Migrants inside a makeshift detention center in Texas. (photo: Sergio Flores/Getty Images)
Migrants inside a makeshift detention center in Texas. (photo: Sergio Flores/Getty Images)


Trump Admin Says It's Not Required to Provide Migrant Children Soap, Toothbrushes and Sleeping Accommodations

By Bob Egelko, San Francisco Chronicle

20 June 19

 

he Trump administration’s defense of conditions at its shelters for immigrant minors — it argues it is not legally required to provide all of them with such items as soap, toothbrushes and sleeping accommodations — drew an incredulous response from federal appeals court judges Tuesday at a hearing in San Francisco.

The administration is appealing a federal judge’s June 2017 ruling that immigration officials were violating a 1997 court settlement requiring unaccompanied minors in federal custody to be kept in safe and sanitary conditions before being released to relatives or sponsors as promptly as possible. U.S. District Judge Dolly Gee of Los Angeles found that youths held in the Rio Grande Valley in Texas were being denied basic necessities and appointed a monitor to oversee compliance.

The administration denied violating the settlement and argued in court papers that nothing in the 1997 agreement required officials “to provide minors, in all situations, with sleeping accommodations, toothbrushes, toothpaste, showers, soap, towels and dry clothes,” as long as the facilities were safe and sanitary. A panel of the Ninth U.S. Circuit Court of Appeals was clearly unconvinced.

“It’s within everybody’s common understanding that if you don’t have a toothbrush, you don’t have soap, you don’t have a blanket, those are not safe and sanitary,” Judge A. Wallace Tashima told Justice Department lawyer Sarah Fabian.

• • • •

■ **Things to do**
A. Reproduce the part of the article on conditions for detained migrant children that opens with the words containing "The administration is" and closes with "was clearly unconvinced.".
B. Go on with the article about the appeals court hearing on migrant children's shelter conditions, picking up after its last sentence.

■ **Source material**

• • • •

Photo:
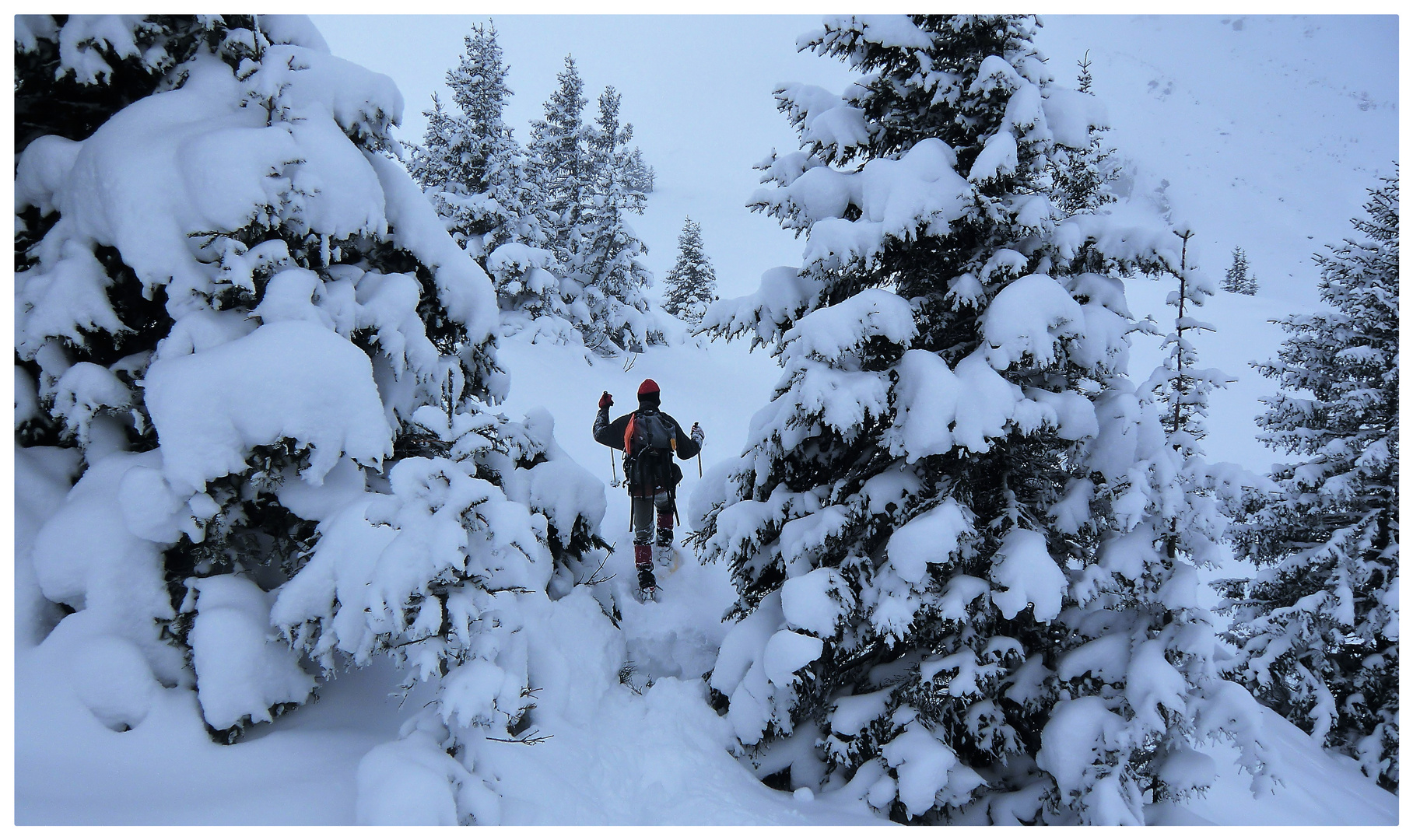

• • • •

■ **Task answers**
A.
The administration is appealing a federal judge’s June 2017 ruling that immigration officials were violating a 1997 court settlement requiring unaccompanied minors in federal custody to be kept in safe and sanitary conditions before being released to relatives or sponsors as promptly as possible. U.S. District Judge Dolly Gee of Los Angeles found that youths held in the Rio Grande Valley in Texas were being denied basic necessities and appointed a monitor to oversee compliance.

The administration denied violating the settlement and argued in court papers that nothing in the 1997 agreement required officials “to provide minors, in all situations, with sleeping accommodations, toothbrushes, toothpaste, showers, soap, towels and dry clothes,” as long as the facilities were safe and sanitary. A panel of the Ninth U.S. Circuit Court of Appeals was clearly unconvinced.

B.
“Those things may be part of ‘safe and sanitary,’” depending on the length of a minor’s confinement, Fabian replied. But she said Gee had “expanded the terms of the agreement” by imposing new conditions.

“You’re really going to stand up and tell us that not being able to sleep isn’t a question of safe and sanitary conditions?” asked a second judge, Marsha Berzon.

Judge William Fletcher, the third panel member, said Gee found evidence that minors were kept overnight in crowded, chilly rooms, sleeping on concrete floors with aluminum-foil blankets with the lights kept on all night.

“No one would argue that this is safe and sanitary,” Fletcher said.

Fabian didn’t disagree, but contended the settlement gave immigration officials some leeway in housing minors. There are “challenges in interpreting a very old agreement” that was reached before the current Department of Homeland Security and its immigration agencies were even established, she said.

Plaintiffs lawyer Peter Schey of the nonprofit Center for Human Rights and Constitutional Law said court enforcement of the agreement was essential.

“Once a month a kid is dying in (U.S. Customs and Border Protection) custody,” he said.

The court heard an hour of arguments and will rule at a later date.